**PROBLEM TO SOLVE:** Find every line of the material below that contains the word "roof", and copy each of those lines in full. Matching is case-sensitive.

[start DATA EXTRACT]

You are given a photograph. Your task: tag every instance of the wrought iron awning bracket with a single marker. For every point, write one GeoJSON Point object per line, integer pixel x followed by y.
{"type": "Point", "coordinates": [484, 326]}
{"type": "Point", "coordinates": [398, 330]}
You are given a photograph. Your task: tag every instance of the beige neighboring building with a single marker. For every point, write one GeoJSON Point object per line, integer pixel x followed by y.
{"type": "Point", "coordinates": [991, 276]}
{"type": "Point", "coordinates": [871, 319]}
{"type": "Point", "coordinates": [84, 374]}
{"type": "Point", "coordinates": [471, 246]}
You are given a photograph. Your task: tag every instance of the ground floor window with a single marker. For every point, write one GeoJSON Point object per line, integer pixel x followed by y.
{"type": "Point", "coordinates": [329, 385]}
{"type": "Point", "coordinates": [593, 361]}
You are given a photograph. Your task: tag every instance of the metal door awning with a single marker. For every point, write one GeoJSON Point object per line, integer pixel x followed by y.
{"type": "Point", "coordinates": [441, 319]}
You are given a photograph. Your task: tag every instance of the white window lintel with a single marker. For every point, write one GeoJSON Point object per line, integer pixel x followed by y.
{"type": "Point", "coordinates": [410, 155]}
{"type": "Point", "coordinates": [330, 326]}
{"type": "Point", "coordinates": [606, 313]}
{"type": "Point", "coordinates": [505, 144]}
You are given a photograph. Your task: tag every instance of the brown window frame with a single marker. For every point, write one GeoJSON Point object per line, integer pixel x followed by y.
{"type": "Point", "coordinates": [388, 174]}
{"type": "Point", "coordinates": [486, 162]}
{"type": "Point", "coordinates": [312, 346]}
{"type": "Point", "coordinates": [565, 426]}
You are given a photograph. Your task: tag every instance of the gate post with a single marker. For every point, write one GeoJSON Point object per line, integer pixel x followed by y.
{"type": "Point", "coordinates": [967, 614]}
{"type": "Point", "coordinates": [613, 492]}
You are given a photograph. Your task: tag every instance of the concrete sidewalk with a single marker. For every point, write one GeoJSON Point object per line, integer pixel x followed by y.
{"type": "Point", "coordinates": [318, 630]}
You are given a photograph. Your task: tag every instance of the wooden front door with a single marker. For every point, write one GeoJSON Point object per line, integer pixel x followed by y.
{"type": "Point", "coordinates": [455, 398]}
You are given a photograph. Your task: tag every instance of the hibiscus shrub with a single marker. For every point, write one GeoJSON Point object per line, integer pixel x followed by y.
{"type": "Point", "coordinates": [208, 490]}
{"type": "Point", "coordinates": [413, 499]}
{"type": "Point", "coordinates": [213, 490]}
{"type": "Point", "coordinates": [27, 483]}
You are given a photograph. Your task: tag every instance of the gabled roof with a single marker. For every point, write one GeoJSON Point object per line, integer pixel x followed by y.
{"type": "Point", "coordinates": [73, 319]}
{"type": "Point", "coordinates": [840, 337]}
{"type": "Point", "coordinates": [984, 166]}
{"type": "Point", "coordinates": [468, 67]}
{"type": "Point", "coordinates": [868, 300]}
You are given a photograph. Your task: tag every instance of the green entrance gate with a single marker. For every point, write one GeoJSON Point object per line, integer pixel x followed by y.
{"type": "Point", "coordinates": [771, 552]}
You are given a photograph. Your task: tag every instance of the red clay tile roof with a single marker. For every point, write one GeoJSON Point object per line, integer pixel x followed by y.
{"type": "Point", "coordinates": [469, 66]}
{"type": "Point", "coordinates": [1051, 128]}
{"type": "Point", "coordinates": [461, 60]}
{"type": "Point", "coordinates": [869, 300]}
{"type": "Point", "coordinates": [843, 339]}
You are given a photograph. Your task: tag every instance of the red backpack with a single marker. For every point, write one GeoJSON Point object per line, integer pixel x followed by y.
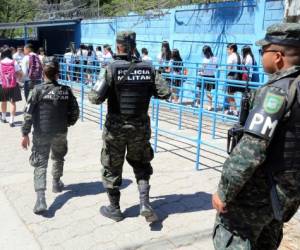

[end DATA EXTRACT]

**TASK RESPONSE:**
You are given a photograph. Your task: tag every instance of the gabled roof with a single marker. For every point, write one GeoJSON Point object per line, integer pixel x followed by y.
You are given a photograph. Your task: tag every instance of the red clay tile roof with a single marker. For every point, write one GeoJSON Point object per line, integer pixel x followed by y.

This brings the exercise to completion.